> **Stated goal A**
Answer these questions from the forum thread:
(i) Which two lines did the email ask dillonstars to include in the robots.txt file?
(ii) How does ciml say such a request should be treated?
(iii) At what time and on what date was bakedjake's post edited?

> **Document**
Forum Moderators: open

Message Too Old, No Replies

Did Google Ask Me to Rewrite My robots.txt?

A strange email.

         

dillonstars

1:34 pm on Jul 11, 2003 (gmt 0)

10+ Year Member



I got an email from someone at google today asking me to include the follwing lines in my robots.txt file

User-agent: Googlebot
Allow: /

as it had previously had:

User-agent: *
Disallow: /

I thought this was strange as I have never had any such corresponance from google before and had never heard of them requesting such things...

Now, i understand that not many people would want to block google from indexing the site ;) but has anyone else had anythinglike this?

ciml

7:02 pm on Jul 12, 2003 (gmt 0)

WebmasterWorld Senior Member 10+ Year Member



dillonstars, I would be very surprised if Google would email you out of the blue just to ask you to add that to your /robots.txt

I would treat such a request with great suspicion.

bakedjake

7:03 pm on Jul 12, 2003 (gmt 0)

WebmasterWorld Administrator 10+ Year Member Top Contributors Of The Month



<post deleted: I'm an idiot>

[edited by: bakedjake at 7:09 pm (utc) on July 12, 2003]

ikbenhet1

7:07 pm on Jul 12, 2003 (gmt 0)

10+ Year Member



It has happend before that google asked to allow googlebot to index pages.
A link was posted on webmasterworld many months ago.
Don't have the link do.

That site in question was something with "damian" i beleive. i forgot.

(Stored data)

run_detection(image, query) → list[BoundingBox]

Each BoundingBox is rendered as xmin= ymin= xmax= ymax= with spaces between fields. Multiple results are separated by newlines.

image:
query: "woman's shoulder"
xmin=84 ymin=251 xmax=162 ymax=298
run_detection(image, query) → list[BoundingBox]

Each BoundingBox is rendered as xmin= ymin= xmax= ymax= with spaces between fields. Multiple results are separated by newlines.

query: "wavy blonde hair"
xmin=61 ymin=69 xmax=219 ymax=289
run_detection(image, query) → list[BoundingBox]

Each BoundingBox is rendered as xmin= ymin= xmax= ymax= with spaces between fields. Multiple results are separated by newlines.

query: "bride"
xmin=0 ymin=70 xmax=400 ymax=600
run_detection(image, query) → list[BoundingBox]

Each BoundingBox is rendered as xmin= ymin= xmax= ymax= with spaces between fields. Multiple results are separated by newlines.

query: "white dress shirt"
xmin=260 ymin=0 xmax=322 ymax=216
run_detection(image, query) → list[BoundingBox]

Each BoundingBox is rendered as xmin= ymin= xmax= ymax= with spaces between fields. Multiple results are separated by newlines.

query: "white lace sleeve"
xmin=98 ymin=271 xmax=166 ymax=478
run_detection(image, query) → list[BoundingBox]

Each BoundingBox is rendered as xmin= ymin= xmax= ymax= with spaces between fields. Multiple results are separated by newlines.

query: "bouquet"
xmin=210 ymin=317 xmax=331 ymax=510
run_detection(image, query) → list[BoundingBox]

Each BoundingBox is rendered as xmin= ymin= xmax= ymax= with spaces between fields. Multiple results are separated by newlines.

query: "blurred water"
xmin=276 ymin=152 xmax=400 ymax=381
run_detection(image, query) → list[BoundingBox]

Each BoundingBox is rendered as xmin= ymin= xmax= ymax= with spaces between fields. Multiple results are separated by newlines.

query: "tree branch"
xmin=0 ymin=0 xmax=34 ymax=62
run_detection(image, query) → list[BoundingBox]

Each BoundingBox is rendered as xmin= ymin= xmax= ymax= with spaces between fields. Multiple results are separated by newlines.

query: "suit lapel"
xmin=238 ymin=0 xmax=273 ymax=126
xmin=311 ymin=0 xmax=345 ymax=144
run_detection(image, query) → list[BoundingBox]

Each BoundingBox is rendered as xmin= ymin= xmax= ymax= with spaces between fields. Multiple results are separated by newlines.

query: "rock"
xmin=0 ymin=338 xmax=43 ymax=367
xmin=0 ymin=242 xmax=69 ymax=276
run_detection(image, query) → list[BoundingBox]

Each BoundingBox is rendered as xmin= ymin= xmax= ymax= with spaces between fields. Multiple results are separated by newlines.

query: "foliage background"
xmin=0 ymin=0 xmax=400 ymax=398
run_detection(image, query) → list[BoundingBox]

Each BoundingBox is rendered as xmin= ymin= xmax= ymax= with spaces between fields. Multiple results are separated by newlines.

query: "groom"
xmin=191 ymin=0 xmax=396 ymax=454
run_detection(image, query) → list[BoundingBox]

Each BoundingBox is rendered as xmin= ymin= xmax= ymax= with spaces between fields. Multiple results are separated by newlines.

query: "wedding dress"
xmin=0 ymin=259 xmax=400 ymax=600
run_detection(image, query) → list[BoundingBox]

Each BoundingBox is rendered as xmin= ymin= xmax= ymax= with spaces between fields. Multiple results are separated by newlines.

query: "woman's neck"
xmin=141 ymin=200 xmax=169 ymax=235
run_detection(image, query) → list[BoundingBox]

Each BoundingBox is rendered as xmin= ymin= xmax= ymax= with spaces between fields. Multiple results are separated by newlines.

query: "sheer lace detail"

> **Stated goal B**
Recast only the stored data rows that run from the start of the stored data through the line holding "xmin=84 ymin=251 xmax=162 ymax=298", inclusive, as a two-column CSV with the columns request and response. Give one row per request, with its text and its answer each in a single quoted field and line breaks turned into spaces.

> **Full answer A**
(i) "User-agent: Googlebot" and "Allow: /"
(ii) With great suspicion.
(iii) At 7:09 pm (utc) on July 12, 2003.

> **Full answer B**
request,response
"run_detection(image, query) → list[BoundingBox] Each BoundingBox is rendered as xmin= ymin= xmax= ymax= with spaces between fields. Multiple results are separated by newlines. image: query: ""woman's shoulder""","xmin=84 ymin=251 xmax=162 ymax=298"